---------- AUSGANGSTEXT ----------
Multilaterale Politik

Einmalig, aber unterfinanziert

Mit einem Paradigmenwechsel beschloss die UN-Generalversammlung in September 2015 die Entwicklungsziele für Nachhaltigkeit (Sustainable Development Goals – SDGs). Ohne ausreichende Finanzierung können Länder mit geringem Einkommen diese aber nicht erreichen.
Die Grafik zeigt das Verhältnis der gesamten ODA der OECD-Geberländer zu ihrer Wirtschaftsleistung. Screenshot: https://data.oecd.org/oda/net-oda.htm Die Grafik zeigt das Verhältnis der gesamten ODA der OECD-Geberländer zu ihrer Wirtschaftsleistung.

Die SDG Agenda ist einmalig, denn sie geht weit über insprierende Schlagworte und moralische Apellen hinaus. Sie bennent klare Ziele, die dringendem Handlungsbedarf entsprehcen. Die Angenda taugt dazu:

  • Wirtschaftswachstum und Armutsbekämpfung voranzubringen,
  • den Klimawandel zu bekämpfen und sich an bereits nicht mehr anwendbare Folgen anzupassen,
  • Ungleichheit – auch zwischen den Geschlechtern – zu reduzieren,
  • Frieden zu sichern und
  • internationale Zusammenarbeit zu koordinieren.

Grundsätzlich darf niemand zurückgelassen werden. Alle Staaten sollen die 17 SDGs mit ihren 169 Unterzielen erreichen – unabhängig vom Stand ihrer sozioökonomischen Entwicklung. Über die Hälfte der 54 Staaten Afrikas sind Länder mit niedrigen Einkommen, haben also ungünstige Voraussetzungen. Fragile Staatlichkeit schafft vielerorts zusätzliche Probleme. Dennoch gilt der Anspruch, dass die SDGs überall erreicht werden sollen.

Die Herausforderungen sind riesig. Sie reichen von grundlegenden Armutsproblemen über Beschäftigung und Ungleichheit bis hin zu globalen Gefahren wie Klimawandel und Schwund der Artenvielfalt. Offensichtlich sind viele Länder mit niedrigen Einkommen nicht in der Lage, alle Aufgaben aus eigener Kraft zu meistern. Viele tun sich schon mit grundlegenden innenpolitischen Aufgaben schwer. Vor diesem Hintergrund verabschiedete die UN-Konferenz über Entwicklungsfinanzierung im Juli 2015 die Addis Ababa Action Agenda (AAAA).
----------
■ AUFGABE 1 ■
Entscheide für jede Aussage, ob sie mit dem Ausgangstext übereinstimmt, und belege dein Ja oder Nein mit einem wörtlichen Zitat daraus. (a) Die UN-Generalversammlung beschloss die SDGs im September 2015. (b) Die SDGs umfassen 17 Ziele mit insgesamt 150 Unterzielen. (c) Die Addis Ababa Action Agenda wurde im Juli 2015 verabschiedet.
---------- BEREITGESTELLTES MATERIAL ----------
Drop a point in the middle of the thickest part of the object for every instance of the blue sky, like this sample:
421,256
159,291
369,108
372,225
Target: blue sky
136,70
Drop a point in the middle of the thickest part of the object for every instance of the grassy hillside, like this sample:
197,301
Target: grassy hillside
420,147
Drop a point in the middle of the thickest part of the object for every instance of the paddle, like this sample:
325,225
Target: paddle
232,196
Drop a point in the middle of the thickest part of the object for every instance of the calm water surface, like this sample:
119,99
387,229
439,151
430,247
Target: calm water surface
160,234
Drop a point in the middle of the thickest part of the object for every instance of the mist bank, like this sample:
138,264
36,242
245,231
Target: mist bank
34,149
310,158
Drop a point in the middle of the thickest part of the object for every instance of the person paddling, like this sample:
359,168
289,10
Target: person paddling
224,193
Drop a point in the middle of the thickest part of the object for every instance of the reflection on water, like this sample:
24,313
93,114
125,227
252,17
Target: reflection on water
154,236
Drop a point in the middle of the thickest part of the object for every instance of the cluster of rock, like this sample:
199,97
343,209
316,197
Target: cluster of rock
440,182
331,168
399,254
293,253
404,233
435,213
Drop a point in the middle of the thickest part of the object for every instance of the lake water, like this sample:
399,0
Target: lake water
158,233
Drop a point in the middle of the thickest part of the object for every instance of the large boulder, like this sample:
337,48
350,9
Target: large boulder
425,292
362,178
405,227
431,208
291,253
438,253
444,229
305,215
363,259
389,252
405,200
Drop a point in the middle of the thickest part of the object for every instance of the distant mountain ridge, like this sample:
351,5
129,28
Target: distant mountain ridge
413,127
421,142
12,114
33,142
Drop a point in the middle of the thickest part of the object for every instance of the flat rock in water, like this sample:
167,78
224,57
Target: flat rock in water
----------
■ AUFGABE 2 ■
Schreibe bitte den Teil der Datensätze neu, der mit der Zeile beginnt, die „of the flat“ enthält, und einschließlich bis zum Ende der Datensätze reicht. Ersetze darin „flat rock in water“ durch „flat stone in water“ und lass alles andere unverändert.

■ ANTWORT 1 ■
(a) Ja: „Mit einem Paradigmenwechsel beschloss die UN-Generalversammlung in September 2015 die Entwicklungsziele für Nachhaltigkeit“
(b) Nein: „Alle Staaten sollen die 17 SDGs mit ihren 169 Unterzielen erreichen“
(c) Ja: „verabschiedete die UN-Konferenz über Entwicklungsfinanzierung im Juli 2015 die Addis Ababa Action Agenda (AAAA)“

■ ANTWORT 2 ■
Drop a point in the middle of the thickest part of the object for every instance of the flat stone in water, like this sample:
167,78
224,57
Target: flat stone in water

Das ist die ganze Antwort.